### SUPPLIED PASSAGE ###

Ribon Therapeutics Snags $65 Million to Advance Lead Candidates
With a fresh $65 million infusion of cash, Ribon Therapeutics continues to blaze a trail in the development of therapeutics that target novel enzyme families activated under cellular stress conditions.
The Lexington, Mass.-based company is focused on monoPARP inhibitors, a subclass of PARP enzymes that have been key players in regulating stress responses that can enable cancer cells to proliferate and avoid detection.
Cancer cells are devious and can hijack alternative pathways that are not required by healthy cells and ultimately use them as stress support highways, Ribon said on its website. This allows cancer cells to proliferate and evade an antitumor response from the immune system. By focusing on the stress support pathways, Ribon believes this provides a novel approach to targeting cancer.
Ribon’s lead oncology asset, RBN-2397, is an inhibitor of PARP7, which is upregulated in response to cellular stress. Chief Executive Officer Victoria Richon, who formerly oversaw the discovery and preclinical research in oncology at Sanofi, told BioSpace in an interview that RBN-2397 plays a role in regulating interferon signaling in the tumor. PARP7, which is overexpressed in multiple solid tumors, including squamous cell carcinoma of the lung, acts as a brake on the cellular stress response by negatively regulating the Type I interferon response.
In preclinical studies, inhibition of PARP7 has been shown to directly impact cellular proliferation, which leads to the restoration of interferon signaling. That, in turn, stimulates an innate and adaptive antitumor immune response. RBN-2397 is currently in Phase 1 clinical trial as a monotherapy in patients with advanced solid tumors.
At the American Society of Clinical Oncology meeting last month, Ribon presented Phase I data showing RBN-2397 is well-tolerated. Additionally, in a heavily pre-treated heterogeneous population, the data showed preliminary antitumor activity was observed in some patients.

### DATA TO EXAMINE ###

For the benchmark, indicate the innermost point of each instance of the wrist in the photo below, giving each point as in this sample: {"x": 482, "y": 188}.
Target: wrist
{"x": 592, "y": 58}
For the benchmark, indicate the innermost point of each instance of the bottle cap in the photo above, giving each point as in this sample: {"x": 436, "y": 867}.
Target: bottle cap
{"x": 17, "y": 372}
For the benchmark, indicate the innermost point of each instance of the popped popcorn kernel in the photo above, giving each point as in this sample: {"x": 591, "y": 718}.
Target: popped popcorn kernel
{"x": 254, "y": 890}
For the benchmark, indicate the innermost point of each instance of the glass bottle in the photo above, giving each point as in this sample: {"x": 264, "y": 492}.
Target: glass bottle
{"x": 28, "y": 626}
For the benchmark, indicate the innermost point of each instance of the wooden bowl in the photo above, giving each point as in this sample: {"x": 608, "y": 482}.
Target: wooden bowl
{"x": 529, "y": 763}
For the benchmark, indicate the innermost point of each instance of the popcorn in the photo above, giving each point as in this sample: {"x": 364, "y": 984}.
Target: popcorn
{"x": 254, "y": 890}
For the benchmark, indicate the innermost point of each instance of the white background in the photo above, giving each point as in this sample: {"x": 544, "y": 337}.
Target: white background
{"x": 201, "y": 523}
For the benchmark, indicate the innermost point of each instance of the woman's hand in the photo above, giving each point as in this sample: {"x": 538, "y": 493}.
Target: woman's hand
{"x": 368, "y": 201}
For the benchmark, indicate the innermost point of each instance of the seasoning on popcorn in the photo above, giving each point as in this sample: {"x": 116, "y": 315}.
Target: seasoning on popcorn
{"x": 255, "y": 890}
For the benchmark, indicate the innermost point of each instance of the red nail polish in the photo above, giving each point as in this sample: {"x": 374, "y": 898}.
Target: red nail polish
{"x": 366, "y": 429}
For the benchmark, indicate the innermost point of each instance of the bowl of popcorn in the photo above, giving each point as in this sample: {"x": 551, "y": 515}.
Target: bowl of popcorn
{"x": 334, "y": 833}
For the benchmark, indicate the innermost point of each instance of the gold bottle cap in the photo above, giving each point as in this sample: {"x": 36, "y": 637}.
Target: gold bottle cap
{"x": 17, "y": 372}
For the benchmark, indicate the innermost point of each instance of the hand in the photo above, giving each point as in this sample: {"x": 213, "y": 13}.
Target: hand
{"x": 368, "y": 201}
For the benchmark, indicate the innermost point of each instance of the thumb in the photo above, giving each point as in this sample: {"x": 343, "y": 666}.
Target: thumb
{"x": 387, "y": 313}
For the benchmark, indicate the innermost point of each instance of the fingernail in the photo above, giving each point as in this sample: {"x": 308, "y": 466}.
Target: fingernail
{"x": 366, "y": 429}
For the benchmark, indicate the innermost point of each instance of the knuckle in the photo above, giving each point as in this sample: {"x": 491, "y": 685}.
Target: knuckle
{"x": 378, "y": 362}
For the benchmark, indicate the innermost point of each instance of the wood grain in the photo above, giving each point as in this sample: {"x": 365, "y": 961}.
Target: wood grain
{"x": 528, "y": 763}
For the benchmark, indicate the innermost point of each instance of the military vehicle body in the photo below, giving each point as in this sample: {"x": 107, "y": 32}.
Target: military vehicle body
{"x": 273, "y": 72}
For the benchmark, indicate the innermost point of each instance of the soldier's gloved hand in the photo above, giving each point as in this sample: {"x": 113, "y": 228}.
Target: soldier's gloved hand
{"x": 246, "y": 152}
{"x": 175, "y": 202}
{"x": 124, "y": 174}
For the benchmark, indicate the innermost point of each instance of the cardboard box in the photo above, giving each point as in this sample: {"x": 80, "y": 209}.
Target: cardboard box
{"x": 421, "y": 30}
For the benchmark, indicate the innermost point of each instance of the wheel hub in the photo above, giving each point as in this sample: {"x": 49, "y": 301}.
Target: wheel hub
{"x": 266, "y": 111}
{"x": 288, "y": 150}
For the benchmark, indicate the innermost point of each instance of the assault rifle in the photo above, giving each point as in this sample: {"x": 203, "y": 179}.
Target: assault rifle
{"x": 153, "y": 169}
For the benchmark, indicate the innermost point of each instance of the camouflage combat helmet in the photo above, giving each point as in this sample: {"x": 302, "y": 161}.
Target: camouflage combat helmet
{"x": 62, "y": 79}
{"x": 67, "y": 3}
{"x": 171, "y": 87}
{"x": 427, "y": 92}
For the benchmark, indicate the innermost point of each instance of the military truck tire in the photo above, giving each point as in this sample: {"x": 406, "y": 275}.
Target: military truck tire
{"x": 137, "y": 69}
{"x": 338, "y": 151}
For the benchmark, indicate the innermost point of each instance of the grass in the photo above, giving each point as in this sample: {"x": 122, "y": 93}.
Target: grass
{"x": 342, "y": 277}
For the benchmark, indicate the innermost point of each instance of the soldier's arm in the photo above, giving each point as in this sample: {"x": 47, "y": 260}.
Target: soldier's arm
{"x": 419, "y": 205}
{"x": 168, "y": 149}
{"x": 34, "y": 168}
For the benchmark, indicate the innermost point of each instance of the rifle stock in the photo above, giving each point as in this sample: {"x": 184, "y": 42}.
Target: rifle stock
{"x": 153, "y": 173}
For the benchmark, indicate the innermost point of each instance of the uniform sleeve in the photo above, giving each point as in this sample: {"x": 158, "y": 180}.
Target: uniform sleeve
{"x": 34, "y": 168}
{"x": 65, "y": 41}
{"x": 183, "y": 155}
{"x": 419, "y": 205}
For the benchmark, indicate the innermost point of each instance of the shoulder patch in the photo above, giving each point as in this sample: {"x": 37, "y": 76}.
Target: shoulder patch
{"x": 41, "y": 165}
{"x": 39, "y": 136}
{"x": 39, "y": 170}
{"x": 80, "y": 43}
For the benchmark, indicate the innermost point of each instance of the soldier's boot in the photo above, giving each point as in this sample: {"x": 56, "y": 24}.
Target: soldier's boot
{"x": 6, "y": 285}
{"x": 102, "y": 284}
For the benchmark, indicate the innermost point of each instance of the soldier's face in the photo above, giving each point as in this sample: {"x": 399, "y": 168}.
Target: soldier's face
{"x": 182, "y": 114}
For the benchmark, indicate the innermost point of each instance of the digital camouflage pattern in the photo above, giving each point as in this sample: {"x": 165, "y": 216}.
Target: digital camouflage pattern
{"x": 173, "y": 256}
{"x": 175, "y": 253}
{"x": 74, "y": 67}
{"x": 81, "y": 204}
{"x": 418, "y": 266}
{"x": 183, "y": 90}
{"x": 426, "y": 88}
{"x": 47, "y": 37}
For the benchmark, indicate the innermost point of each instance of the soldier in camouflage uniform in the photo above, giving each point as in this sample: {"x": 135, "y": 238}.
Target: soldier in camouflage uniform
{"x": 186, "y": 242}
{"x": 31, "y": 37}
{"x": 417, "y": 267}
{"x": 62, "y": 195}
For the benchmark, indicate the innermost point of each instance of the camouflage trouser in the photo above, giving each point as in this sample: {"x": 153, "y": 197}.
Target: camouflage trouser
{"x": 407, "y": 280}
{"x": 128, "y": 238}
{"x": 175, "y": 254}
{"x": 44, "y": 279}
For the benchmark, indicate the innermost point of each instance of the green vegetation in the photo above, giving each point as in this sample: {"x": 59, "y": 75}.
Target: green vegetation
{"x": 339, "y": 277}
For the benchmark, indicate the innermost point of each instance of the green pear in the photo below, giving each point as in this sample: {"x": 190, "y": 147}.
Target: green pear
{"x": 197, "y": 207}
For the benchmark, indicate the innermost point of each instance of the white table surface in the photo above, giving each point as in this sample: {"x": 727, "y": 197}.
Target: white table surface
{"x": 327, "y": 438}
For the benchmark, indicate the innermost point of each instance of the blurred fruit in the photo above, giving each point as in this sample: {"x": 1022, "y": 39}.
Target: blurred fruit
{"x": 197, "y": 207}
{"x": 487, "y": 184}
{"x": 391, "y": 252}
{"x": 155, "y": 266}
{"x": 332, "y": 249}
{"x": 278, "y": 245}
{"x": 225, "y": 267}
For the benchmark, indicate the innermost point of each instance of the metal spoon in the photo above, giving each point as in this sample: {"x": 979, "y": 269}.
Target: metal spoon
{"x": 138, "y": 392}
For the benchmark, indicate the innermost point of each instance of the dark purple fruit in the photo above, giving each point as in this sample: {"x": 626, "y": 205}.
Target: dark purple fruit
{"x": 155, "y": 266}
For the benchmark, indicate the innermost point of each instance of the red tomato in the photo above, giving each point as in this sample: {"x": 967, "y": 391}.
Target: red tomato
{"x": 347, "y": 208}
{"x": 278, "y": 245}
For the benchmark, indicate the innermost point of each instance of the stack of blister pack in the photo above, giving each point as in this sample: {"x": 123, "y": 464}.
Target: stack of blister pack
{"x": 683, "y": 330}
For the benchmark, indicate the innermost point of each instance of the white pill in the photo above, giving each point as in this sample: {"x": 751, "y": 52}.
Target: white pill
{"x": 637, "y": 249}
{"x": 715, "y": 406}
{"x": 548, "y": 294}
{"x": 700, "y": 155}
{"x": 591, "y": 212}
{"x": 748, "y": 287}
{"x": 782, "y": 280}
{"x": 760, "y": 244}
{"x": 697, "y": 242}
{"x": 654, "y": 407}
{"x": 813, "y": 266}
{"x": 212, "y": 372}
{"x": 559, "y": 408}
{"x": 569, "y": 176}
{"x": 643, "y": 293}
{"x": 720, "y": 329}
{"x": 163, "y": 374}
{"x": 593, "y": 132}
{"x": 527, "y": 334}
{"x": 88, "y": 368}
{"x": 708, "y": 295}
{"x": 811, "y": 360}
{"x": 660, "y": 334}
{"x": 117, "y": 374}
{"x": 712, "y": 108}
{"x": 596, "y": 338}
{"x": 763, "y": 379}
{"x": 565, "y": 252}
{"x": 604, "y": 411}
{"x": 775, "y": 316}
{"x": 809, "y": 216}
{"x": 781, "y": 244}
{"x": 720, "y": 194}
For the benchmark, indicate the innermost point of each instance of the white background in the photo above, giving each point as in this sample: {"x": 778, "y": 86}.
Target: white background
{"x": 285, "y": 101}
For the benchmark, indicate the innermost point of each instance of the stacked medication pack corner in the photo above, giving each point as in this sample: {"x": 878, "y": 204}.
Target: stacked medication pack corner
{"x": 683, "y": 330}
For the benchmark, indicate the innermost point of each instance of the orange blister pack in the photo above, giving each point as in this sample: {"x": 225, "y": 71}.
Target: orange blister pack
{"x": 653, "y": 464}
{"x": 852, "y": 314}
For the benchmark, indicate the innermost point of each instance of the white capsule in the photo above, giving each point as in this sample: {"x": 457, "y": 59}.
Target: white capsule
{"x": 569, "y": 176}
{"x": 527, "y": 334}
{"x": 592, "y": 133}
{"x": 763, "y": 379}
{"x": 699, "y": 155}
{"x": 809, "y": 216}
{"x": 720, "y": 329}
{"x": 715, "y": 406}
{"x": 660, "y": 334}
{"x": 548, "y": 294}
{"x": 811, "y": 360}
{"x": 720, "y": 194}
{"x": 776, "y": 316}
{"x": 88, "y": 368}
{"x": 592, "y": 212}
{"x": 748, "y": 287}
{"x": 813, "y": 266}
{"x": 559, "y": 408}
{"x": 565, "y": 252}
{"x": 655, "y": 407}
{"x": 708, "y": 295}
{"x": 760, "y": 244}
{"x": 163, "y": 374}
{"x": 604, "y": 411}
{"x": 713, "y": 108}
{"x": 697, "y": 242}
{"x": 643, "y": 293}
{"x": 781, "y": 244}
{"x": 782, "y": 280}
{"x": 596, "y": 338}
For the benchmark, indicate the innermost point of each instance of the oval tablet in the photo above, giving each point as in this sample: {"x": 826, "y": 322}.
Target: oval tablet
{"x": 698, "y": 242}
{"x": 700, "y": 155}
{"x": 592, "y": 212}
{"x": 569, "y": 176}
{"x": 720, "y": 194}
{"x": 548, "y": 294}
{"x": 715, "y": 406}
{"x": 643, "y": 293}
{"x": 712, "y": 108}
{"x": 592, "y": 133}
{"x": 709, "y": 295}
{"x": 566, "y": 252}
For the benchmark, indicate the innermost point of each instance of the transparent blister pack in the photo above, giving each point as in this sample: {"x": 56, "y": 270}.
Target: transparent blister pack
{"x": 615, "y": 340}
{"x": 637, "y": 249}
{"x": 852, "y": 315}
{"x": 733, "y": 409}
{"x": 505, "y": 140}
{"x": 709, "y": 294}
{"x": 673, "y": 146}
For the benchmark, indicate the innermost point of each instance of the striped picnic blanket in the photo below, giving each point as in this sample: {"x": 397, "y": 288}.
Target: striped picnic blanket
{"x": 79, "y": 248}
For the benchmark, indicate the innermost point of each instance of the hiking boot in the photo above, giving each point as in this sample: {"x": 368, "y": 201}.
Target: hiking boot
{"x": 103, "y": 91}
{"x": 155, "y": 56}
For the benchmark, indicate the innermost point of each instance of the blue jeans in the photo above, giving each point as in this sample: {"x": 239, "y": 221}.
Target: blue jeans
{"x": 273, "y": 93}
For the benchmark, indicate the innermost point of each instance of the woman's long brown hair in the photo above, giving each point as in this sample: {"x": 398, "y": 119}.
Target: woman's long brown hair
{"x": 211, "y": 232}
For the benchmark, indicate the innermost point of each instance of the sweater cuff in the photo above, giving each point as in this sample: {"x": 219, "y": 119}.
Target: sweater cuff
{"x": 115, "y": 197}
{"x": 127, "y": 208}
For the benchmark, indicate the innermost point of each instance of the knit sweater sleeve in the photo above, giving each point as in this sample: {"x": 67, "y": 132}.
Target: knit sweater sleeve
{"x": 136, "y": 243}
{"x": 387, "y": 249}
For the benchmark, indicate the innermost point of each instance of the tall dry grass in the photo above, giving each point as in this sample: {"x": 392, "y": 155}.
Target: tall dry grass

###

EXERCISE REQUIREMENTS:
1: According to the article on Ribon Therapeutics' $65 million financing, which enzyme does RBN-2397 inhibit?
2: Reproduce the passage of the Ribon Therapeutics article between "In preclinical studies, inhibition" and "in some patients.", inclusive.
3: Carry on the article on Ribon Therapeutics' $65 million financing from the point at which it ends.

OUTPUTS BY TASK:
1: RBN-2397 inhibits PARP7.

2:
In preclinical studies, inhibition of PARP7 has been shown to directly impact cellular proliferation, which leads to the restoration of interferon signaling. That, in turn, stimulates an innate and adaptive antitumor immune response. RBN-2397 is currently in Phase 1 clinical trial as a monotherapy in patients with advanced solid tumors.
At the American Society of Clinical Oncology meeting last month, Ribon presented Phase I data showing RBN-2397 is well-tolerated. Additionally, in a heavily pre-treated heterogeneous population, the data showed preliminary antitumor activity was observed in some patients.

3:
RBN-2397 is currently being assessed as a monotherapy, but Ribon has plans to pair the asset with Merck’s vaunted checkpoint inhibitor, Keytruda, as a potential treatment for solid tumors.
The company’s second lead asset is RBN-3143, a PARP14 inhibitor, which regulates the IL4 signaling pathway. Richon said they understand this pathway to play a key signaling role in inflammatory disease. RBN-3143 is currently in preclinical development, but Ribon hopes to move this asset into human trials early next year.
Ribon’s drug candidates were developed with its proprietary BEACON (Blocking the Enzyme Activity Component of NAD+) platform.
The latest financing round was led by Deerfield Management and U.S. Venture Partners. New investors who took part in the round include Avego BioScience Capital, GV (formerly Google Ventures), Monashee Investment Management and Peregrine Ventures. Existing investors, including AbbVie Ventures, Bristol Myers Squibb, Euclidean Capital, Johnson & Johnson Innovation – JJDC, Inc., Novartis Venture Fund, Osage University Partners, Takeda Ventures and The Column Group, also participated in the financing round.
Richon expressed her excitement about the investor support the company has received. She said the financing will help the company realize its goal of developing novel, first-in-class treatments that provide help to patients in need.